▶ [What is expected]:
This task requires every entry to be set down again exactly.
┄┄┄┄┄┄┄┄┄┄┄┄┄┄┄┄┄┄┄┄
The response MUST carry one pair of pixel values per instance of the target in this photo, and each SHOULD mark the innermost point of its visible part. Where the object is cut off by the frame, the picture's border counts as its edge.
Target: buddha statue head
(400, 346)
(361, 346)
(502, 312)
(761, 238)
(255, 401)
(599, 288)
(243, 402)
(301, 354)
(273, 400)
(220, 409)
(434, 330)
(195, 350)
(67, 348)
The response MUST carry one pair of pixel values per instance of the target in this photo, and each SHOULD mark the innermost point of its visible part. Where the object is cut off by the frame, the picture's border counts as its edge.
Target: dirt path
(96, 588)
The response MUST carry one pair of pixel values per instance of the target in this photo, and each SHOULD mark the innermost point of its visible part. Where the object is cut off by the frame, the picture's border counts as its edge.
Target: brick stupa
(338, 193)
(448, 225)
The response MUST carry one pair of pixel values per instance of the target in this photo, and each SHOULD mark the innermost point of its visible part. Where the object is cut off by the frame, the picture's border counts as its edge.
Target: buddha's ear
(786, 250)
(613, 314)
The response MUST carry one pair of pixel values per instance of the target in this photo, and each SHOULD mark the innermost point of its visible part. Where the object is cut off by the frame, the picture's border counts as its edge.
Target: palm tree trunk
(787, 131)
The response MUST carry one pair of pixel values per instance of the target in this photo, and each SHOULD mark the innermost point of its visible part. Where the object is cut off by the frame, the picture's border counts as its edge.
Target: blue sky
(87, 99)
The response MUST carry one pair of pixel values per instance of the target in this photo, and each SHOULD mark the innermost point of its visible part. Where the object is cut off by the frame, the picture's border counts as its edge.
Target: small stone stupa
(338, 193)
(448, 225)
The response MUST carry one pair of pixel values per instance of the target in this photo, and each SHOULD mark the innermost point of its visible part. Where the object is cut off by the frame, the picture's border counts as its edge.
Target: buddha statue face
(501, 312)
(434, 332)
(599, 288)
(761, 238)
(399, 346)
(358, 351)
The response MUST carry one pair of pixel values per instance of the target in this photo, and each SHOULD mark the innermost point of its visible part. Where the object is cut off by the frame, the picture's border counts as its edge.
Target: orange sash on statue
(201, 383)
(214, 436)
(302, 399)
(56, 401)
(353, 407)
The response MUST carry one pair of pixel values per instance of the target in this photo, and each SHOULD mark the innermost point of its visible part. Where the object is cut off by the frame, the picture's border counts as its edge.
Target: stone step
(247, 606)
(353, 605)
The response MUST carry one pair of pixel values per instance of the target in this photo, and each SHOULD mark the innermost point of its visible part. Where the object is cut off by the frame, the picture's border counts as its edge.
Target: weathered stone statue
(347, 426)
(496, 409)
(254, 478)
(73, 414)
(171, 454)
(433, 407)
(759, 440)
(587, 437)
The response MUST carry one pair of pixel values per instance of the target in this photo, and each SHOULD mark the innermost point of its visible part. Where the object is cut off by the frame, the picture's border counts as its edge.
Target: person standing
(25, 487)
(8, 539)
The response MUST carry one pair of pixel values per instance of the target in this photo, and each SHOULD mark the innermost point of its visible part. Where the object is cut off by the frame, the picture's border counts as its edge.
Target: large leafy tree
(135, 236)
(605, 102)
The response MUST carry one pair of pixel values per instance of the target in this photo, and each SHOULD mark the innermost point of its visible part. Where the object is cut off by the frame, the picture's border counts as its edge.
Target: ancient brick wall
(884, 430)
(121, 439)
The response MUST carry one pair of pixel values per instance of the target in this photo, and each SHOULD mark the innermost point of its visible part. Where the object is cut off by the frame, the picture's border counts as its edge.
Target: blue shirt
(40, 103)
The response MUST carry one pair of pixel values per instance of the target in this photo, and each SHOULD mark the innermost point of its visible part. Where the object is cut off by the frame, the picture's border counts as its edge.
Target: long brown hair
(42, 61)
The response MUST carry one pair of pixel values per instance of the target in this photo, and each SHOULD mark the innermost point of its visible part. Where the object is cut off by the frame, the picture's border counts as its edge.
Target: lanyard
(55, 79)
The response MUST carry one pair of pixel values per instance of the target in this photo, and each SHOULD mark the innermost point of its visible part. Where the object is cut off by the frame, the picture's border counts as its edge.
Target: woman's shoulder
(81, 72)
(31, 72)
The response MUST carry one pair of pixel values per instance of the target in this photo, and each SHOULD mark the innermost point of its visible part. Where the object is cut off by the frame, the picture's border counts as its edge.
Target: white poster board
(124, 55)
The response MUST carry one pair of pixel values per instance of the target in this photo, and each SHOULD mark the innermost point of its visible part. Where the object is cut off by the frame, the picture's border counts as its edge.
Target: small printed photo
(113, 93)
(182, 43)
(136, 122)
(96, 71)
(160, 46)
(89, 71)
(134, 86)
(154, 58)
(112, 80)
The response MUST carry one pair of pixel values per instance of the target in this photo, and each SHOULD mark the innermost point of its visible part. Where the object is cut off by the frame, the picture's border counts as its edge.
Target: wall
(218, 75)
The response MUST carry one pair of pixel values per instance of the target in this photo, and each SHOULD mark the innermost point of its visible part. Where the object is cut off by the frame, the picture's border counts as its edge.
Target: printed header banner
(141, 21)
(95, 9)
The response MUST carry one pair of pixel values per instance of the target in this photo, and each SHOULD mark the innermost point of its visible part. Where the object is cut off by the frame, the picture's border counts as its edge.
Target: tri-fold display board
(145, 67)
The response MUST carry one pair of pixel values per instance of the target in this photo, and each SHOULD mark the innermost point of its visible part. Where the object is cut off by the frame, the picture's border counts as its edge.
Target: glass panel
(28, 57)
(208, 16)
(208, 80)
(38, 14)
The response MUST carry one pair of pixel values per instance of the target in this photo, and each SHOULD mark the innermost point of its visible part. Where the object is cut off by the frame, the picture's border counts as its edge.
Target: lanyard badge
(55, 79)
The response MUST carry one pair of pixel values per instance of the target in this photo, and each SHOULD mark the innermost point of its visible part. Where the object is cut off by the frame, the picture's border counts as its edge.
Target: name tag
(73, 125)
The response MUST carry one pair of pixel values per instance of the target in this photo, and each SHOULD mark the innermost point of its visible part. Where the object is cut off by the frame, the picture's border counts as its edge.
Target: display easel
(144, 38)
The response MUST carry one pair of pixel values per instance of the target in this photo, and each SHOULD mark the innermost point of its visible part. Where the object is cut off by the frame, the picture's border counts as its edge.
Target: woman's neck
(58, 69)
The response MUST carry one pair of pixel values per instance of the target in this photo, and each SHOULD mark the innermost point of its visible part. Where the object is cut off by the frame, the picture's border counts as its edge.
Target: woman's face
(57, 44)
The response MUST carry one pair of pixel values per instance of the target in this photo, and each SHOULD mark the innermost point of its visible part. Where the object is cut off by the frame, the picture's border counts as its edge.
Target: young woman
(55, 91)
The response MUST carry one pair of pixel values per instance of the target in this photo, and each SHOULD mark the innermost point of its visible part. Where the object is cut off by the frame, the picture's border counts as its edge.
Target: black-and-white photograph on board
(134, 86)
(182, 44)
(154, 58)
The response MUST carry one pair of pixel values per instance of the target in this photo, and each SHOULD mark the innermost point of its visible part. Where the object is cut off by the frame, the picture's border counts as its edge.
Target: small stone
┄┄┄┄┄┄┄┄┄┄┄┄┄┄┄┄┄┄┄┄
▶ [Written reply]:
The response MUST carry one pair of pixel values per instance of the target in this photo, and each SHOULD mark the innermost point of its visible part. Where the object is cut off by the frame, the picture's border counts as its edge.
Target: buddha statue head
(400, 346)
(361, 346)
(502, 312)
(761, 238)
(255, 401)
(599, 288)
(243, 402)
(301, 354)
(273, 400)
(220, 409)
(434, 330)
(195, 350)
(67, 348)
The response MUST carry one pair of pixel values per instance of the target in this photo, and each SHOULD mark the innermost point of its visible part. Where the object is cut off by the frame, the picture's border counts as its edge.
Target: dirt path
(96, 588)
The response MUST carry one pair of pixel values per instance of the target in this photo, and each SHOULD mark the innermost point of its visible part. Where the object is cut off by the frame, the picture's border counts as its edge.
Target: brick stupa
(338, 193)
(448, 225)
The response MUST carry one pair of pixel values per instance of the target in this photo, and each SHOULD mark the innermost point of its visible part. Where the object is cut off by the frame, the picture's border counts as its edge.
Target: buddha's ear
(786, 250)
(613, 314)
The response MUST carry one pair of pixel values per instance of the target in this photo, and each SHOULD mark the innermost point of its visible part. Where the object is cut off by the frame, the picture's border counts as its edge.
Target: palm tree trunk
(787, 131)
The response MUST carry one pair of pixel values per instance of the target in this photo, and each SHOULD mark the innermost point of its visible part. Where the object is cut off by the frame, the picture's border counts as its edge.
Target: blue sky
(87, 99)
The response MUST carry one pair of pixel values per instance of the target in this photo, and each SHOULD mark the innermost point of its visible part. Where the object is cut off by the frame, the picture's border counts as its edge.
Target: small stone stupa
(338, 193)
(448, 225)
The response MUST carry one pair of pixel values per instance of the target in this photo, and each SHOULD mark the innermost point of its visible part. Where the object is cut off by the frame, the picture's border counts as its edge.
Target: buddha statue face
(501, 312)
(434, 332)
(599, 288)
(761, 238)
(399, 346)
(358, 351)
The response MUST carry one pair of pixel values per instance of the target in this photo, and each SHOULD mark the innermost point of its visible part. Where the object is cut off by the frame, the picture's border counts as its edge.
Target: orange sash on statue
(201, 383)
(214, 436)
(302, 399)
(56, 401)
(353, 407)
The response MUST carry one pair of pixel values per instance of the target in this photo, and each SHOULD mark the innermost point of its visible part. Where the object is cut off by the frame, the picture's border counts as its edge.
Target: stone step
(247, 606)
(353, 605)
The response MUST carry one pair of pixel values per instance of the target in this photo, and each SHOULD mark the innermost point of its visible part. Where the object is cut off by the frame, the picture's border counts as its edge.
Target: weathered stone statue
(347, 426)
(496, 409)
(254, 478)
(73, 414)
(171, 454)
(433, 407)
(759, 440)
(587, 437)
The response MUST carry one pair of pixel values per instance of the target in this photo, and each SHOULD mark the innermost point of its visible part. Where the object is cut off by the frame, the picture's border counts as its edge.
Target: person standing
(25, 487)
(8, 539)
The response MUST carry one pair of pixel values per instance of the target in this photo, and each SHOULD mark the innermost point of its visible part. Where the object is cut off by the frame, the picture's border counts as its edge.
Target: large leafy tree
(135, 236)
(605, 102)
The response MUST carry one pair of pixel values per instance of the target in this photo, and each SHOULD mark the innermost point of its visible part. Where the object is cut off by the frame, the picture's border counts as its edge.
Target: ancient brick wall
(884, 430)
(121, 439)
The response MUST carry one pair of pixel values per instance of the target in this photo, and each SHOULD mark the innermost point of its visible part. Where the object is cut off by the frame, the picture's border counts as its edge.
Target: blue shirt
(40, 103)
The response MUST carry one pair of pixel values per instance of the target in this photo, and each SHOULD mark the innermost point of its visible part. Where the object is cut off by the frame, the picture's border counts as its edge.
Target: long brown hair
(42, 61)
The response MUST carry one pair of pixel values per instance of the target in this photo, and each SHOULD mark the innermost point of its visible part. Where the object is cut off by the frame, the picture's border counts as its edge.
Target: lanyard
(55, 79)
The response MUST carry one pair of pixel values per instance of the target in this photo, and each SHOULD mark the innermost point of its visible part. Where the object is cut off by the frame, the picture's border counts as its edge.
Target: woman's shoulder
(81, 72)
(31, 72)
The response MUST carry one pair of pixel values per instance of the target in this photo, and each SHOULD mark the innermost point of its visible part. Where the object is cut off by the frame, the picture's border counts as its edge.
Target: white poster board
(124, 55)
The response MUST carry one pair of pixel values per instance of the target in this photo, and each SHOULD mark the innermost point of its visible part. Where the object is cut off by the frame, the picture's border counts as its edge.
Target: small printed photo
(113, 93)
(182, 43)
(136, 122)
(96, 71)
(160, 46)
(89, 71)
(134, 86)
(154, 58)
(112, 80)
The response MUST carry one pair of pixel values per instance of the target in this photo, and each SHOULD mark the innermost point of its visible part. Where the object is cut off by the frame, the picture's border counts as its edge.
Target: wall
(218, 75)
The response MUST carry one pair of pixel values per instance of the target in this photo, and each SHOULD mark the innermost point of its visible part. Where the object is cut off by the frame, the picture's border counts as its edge.
Target: printed header banner
(141, 21)
(95, 9)
The response MUST carry one pair of pixel values per instance of the target in this photo, and each SHOULD mark the innermost point of its visible part. Where the object is cut off by the frame, the picture's border counts as its edge.
Target: tri-fold display board
(145, 67)
The response MUST carry one pair of pixel values per instance of the target in this photo, and each SHOULD mark the innermost point of its visible part. Where the object is cut off by the frame, the picture's border counts as its edge.
Target: glass panel
(28, 57)
(208, 16)
(208, 80)
(38, 14)
The response MUST carry one pair of pixel values per instance of the target in this photo, and each SHOULD mark the innermost point of its visible part. Where the object is cut off by the frame, the picture's border counts as its edge.
Target: lanyard badge
(55, 79)
The response MUST carry one pair of pixel values per instance of the target in this photo, and each SHOULD mark the innermost point of its visible part. Where the object is cut off by the frame, the picture's border counts as its edge.
Target: name tag
(73, 125)
The response MUST carry one pair of pixel values per instance of the target in this photo, and each SHOULD mark the innermost point of its visible part. Where the object is cut off by the frame, the picture's border counts as its edge.
Target: display easel
(144, 38)
The response MUST carry one pair of pixel values per instance of the target in this photo, and each SHOULD mark the innermost point of its visible part. Where the object is cut off by the frame, the picture's border counts as its edge.
Target: woman's neck
(58, 69)
The response MUST carry one pair of pixel values per instance of the target in this photo, and each SHOULD mark the innermost point of its visible part. Where the object is cut off by the frame, the picture's border counts as its edge.
Target: woman's face
(57, 44)
The response MUST carry one pair of pixel values per instance of the target in this photo, and each SHOULD mark the innermost point of its visible part. Where the object is cut off by the frame, the picture's border counts as its edge.
Target: young woman
(55, 91)
The response MUST carry one pair of pixel values per instance of the target in this photo, and each SHOULD mark the innermost point of its visible part. Where the object is cut off by the frame, the picture's border counts as its edge.
Target: black-and-white photograph on board
(134, 86)
(182, 44)
(154, 58)
The response MUST carry one pair of pixel values per instance of the target in this photo, and each SHOULD mark the innermost point of its visible part. Where the object is cut off by the frame, the picture's border counts as its edge.
Target: small stone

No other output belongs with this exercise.